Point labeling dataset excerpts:
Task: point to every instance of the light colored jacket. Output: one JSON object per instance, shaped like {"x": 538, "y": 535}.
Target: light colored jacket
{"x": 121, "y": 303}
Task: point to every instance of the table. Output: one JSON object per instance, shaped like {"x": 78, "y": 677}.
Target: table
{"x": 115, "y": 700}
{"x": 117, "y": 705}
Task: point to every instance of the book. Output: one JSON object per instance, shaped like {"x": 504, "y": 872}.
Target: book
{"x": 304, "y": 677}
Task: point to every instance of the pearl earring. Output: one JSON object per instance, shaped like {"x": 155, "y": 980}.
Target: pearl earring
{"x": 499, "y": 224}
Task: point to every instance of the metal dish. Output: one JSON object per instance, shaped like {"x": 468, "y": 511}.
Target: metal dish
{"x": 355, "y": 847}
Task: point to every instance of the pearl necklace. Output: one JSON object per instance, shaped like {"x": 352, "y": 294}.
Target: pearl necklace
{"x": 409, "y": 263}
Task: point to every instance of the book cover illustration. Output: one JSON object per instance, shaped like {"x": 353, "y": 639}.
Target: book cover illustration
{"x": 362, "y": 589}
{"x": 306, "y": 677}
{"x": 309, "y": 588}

## EXERCISE AIM
Copy word for word the stretch from the line containing "Task: point to every instance of the metal" through the end of the entries.

## FINISHED TASK
Task: point to every instance of the metal dish. Output: one JSON object per instance, shaped like {"x": 468, "y": 511}.
Target: metal dish
{"x": 355, "y": 847}
Task: point to every instance of the pearl necklace. Output: one JSON object per instance, shaped like {"x": 352, "y": 294}.
Target: pearl necklace
{"x": 409, "y": 263}
Task: point to every instance of the book cover illustration. Output: one JSON object per instance, shaped like {"x": 353, "y": 639}.
Target: book cover illustration
{"x": 362, "y": 589}
{"x": 306, "y": 677}
{"x": 309, "y": 588}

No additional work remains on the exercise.